(Saved entries)
───

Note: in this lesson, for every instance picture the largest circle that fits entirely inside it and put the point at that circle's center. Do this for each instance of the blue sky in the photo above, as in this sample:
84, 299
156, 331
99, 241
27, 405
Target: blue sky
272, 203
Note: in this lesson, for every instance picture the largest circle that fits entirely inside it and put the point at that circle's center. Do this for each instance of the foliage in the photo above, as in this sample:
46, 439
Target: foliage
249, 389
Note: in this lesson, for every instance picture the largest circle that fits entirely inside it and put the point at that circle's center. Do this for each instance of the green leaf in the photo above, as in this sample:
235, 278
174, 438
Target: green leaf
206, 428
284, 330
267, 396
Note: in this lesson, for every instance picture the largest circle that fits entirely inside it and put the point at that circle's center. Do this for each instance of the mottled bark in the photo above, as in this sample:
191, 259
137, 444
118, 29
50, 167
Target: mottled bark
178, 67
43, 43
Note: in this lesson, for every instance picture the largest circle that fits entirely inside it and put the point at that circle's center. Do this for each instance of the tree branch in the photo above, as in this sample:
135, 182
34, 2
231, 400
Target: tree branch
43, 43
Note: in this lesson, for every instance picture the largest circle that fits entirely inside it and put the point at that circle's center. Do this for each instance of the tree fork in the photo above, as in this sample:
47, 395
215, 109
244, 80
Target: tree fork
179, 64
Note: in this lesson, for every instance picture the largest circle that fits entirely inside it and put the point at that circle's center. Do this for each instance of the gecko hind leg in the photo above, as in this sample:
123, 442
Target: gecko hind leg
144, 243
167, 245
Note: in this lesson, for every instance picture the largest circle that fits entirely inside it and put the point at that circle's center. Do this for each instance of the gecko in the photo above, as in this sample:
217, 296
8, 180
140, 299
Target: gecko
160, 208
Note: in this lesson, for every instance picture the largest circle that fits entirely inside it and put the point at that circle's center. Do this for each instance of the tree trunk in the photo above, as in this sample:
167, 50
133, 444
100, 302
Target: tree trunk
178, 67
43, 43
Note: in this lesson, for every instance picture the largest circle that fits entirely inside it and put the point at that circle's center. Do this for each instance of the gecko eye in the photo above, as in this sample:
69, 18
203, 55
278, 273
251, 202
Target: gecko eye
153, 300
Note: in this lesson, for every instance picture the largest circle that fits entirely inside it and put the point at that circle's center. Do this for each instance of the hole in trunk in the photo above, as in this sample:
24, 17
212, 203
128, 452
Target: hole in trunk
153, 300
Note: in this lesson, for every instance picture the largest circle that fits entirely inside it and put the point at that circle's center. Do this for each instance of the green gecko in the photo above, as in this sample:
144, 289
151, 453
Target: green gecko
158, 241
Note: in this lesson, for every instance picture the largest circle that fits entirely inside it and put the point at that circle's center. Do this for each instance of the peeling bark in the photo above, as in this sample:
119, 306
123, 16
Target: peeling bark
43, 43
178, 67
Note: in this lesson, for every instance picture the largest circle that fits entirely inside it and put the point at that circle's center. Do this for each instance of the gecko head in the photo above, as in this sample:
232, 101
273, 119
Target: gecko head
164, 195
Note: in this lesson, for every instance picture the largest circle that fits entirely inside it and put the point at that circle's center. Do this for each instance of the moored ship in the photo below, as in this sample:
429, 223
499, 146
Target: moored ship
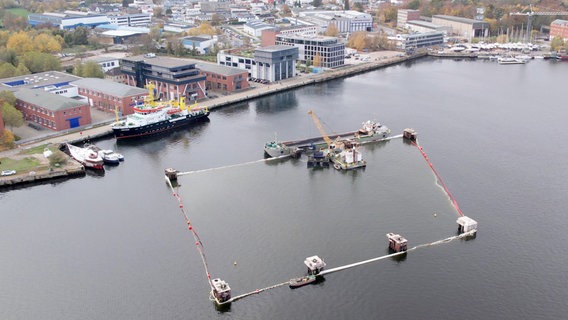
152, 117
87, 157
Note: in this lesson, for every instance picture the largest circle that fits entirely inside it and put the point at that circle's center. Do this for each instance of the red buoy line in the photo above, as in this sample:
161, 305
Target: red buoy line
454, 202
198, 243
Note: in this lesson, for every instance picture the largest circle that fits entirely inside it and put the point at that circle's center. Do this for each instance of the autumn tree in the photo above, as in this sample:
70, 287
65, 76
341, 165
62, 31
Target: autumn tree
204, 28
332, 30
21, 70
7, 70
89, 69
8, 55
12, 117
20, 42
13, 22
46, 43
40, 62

───

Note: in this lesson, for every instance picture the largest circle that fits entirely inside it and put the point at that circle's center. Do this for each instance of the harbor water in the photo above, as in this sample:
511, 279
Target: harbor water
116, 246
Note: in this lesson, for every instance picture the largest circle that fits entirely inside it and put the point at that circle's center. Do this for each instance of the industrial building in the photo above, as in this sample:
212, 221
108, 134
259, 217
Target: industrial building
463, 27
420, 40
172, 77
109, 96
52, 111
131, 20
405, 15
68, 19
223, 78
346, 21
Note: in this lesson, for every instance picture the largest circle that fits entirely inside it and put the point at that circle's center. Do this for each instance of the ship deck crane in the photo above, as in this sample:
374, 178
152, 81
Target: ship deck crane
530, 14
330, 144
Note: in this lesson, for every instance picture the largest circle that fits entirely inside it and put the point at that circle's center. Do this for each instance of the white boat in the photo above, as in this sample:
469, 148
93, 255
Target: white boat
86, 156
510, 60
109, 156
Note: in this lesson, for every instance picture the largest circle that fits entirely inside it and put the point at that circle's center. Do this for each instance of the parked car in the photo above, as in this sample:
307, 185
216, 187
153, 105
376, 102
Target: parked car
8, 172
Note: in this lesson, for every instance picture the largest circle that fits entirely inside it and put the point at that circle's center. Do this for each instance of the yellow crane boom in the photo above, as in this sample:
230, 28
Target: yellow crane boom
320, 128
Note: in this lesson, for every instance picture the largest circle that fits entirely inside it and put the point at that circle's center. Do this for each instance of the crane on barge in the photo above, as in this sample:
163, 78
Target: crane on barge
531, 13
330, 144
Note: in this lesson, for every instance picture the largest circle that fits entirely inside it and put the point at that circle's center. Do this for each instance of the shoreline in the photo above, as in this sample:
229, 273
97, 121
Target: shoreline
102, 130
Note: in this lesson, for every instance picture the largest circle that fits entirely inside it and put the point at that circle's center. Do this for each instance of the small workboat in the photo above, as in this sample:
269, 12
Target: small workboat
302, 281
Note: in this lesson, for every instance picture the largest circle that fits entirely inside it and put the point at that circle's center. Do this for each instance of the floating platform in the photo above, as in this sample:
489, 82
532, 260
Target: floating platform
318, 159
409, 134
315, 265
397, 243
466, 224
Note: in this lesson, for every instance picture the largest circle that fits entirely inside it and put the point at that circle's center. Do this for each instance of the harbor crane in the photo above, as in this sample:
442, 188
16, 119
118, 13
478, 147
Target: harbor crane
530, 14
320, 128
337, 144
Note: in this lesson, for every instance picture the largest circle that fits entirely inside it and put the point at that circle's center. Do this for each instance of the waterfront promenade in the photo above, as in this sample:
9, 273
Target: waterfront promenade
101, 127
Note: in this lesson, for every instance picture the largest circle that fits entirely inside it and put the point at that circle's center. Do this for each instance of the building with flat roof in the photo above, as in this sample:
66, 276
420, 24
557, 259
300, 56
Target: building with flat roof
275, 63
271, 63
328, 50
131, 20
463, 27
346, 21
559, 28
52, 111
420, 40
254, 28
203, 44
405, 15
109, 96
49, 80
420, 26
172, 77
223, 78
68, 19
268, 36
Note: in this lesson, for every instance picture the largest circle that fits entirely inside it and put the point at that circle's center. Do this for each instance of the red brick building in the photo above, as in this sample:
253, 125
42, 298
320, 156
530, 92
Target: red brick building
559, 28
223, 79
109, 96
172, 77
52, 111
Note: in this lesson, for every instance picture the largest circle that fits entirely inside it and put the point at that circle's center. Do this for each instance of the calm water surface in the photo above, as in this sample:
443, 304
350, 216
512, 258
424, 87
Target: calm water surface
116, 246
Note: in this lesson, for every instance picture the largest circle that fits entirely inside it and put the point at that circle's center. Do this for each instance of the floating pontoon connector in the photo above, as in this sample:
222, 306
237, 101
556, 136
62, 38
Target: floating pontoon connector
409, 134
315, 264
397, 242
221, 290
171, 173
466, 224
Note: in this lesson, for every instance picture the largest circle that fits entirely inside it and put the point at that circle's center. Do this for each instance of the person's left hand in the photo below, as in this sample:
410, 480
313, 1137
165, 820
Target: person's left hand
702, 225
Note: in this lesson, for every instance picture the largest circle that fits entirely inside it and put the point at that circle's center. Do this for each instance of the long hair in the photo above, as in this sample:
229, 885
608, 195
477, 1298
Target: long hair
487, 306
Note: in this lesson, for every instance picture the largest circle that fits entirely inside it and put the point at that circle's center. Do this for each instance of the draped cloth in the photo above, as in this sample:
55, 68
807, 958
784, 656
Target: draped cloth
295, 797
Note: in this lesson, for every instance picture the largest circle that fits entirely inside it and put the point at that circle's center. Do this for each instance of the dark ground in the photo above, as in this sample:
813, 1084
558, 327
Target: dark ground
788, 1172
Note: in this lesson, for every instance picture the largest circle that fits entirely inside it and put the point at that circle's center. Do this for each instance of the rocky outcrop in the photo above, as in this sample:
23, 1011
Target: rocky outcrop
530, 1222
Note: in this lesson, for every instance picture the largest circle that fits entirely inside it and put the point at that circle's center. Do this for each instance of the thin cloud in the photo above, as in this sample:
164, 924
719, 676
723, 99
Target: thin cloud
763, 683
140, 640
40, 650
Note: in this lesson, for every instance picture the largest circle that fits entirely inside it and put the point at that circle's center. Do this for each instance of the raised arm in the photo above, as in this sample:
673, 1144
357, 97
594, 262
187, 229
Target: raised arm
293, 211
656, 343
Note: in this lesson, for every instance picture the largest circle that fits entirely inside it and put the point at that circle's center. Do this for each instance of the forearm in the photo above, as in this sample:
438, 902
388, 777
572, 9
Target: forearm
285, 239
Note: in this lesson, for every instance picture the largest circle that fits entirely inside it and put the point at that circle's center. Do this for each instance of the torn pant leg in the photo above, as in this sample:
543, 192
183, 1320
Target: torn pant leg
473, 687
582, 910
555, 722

───

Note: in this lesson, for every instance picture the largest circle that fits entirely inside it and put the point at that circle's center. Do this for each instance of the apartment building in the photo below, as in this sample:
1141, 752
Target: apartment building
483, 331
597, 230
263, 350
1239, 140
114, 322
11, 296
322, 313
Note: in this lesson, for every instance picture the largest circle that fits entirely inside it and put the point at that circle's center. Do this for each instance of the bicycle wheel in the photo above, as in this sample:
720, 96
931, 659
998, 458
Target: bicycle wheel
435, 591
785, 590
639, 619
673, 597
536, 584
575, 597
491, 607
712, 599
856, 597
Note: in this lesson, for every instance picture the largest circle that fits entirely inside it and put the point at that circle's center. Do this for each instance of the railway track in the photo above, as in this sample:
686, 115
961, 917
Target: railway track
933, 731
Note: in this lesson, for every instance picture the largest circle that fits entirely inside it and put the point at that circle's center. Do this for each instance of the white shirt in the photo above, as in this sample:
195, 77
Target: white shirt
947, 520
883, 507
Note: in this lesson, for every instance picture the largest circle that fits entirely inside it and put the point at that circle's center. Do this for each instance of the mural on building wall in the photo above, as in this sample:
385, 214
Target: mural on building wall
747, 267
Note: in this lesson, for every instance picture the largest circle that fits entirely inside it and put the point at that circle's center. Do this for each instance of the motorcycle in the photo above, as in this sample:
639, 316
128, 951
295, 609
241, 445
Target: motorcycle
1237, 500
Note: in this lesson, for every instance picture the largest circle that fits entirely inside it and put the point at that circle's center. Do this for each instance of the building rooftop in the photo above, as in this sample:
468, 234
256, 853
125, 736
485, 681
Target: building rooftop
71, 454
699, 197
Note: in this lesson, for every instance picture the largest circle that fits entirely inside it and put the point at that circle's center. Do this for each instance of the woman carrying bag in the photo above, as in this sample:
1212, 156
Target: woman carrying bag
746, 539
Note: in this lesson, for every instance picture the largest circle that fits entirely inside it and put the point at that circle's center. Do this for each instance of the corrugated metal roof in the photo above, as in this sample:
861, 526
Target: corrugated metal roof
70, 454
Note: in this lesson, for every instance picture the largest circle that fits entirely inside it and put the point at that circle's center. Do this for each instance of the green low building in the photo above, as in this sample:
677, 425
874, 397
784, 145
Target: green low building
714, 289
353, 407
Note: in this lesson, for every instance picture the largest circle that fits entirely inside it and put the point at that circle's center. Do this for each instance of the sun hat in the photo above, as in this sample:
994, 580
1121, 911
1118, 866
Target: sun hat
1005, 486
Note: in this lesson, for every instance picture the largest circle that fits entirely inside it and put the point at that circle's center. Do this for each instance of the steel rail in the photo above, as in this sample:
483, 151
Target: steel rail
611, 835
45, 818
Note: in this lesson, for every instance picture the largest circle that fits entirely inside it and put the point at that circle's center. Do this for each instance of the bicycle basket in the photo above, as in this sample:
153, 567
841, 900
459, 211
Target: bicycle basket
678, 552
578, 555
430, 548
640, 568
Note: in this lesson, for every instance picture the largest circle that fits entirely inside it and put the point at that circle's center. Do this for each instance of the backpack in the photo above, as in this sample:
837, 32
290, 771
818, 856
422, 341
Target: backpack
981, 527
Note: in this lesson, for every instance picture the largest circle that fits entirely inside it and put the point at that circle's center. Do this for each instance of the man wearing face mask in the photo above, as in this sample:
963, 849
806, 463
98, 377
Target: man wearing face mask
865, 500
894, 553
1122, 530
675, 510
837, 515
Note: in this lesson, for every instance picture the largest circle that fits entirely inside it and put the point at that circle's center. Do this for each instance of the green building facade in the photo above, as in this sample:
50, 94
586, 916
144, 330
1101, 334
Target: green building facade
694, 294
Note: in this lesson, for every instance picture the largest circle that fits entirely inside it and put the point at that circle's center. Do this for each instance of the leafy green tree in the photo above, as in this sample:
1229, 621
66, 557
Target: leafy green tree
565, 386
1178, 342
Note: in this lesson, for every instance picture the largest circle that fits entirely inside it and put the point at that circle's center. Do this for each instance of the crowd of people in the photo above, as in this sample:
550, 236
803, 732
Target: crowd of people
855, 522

───

• [Exercise prompt]: Reproduce all lines from the records above that include the word "below".

• [Exercise output]:
Note: in this lesson, for every instance picture the largest circle that fits entirely inside it and put the point at that circle's center. Do this for each instance of the moored ship in the photo below, as in this sample:
Note: in this lesson, for every instance picture the largest circle that fits entirely inside it and put the point at that circle's center. Do this for each instance of the person's left hand in the photo below, as in this sample:
Note: in this lesson, for every instance picture the largest circle that fits entirely inside it and put the point at that circle's center. Do this for each instance of the apartment building in the photo below, as in this sample:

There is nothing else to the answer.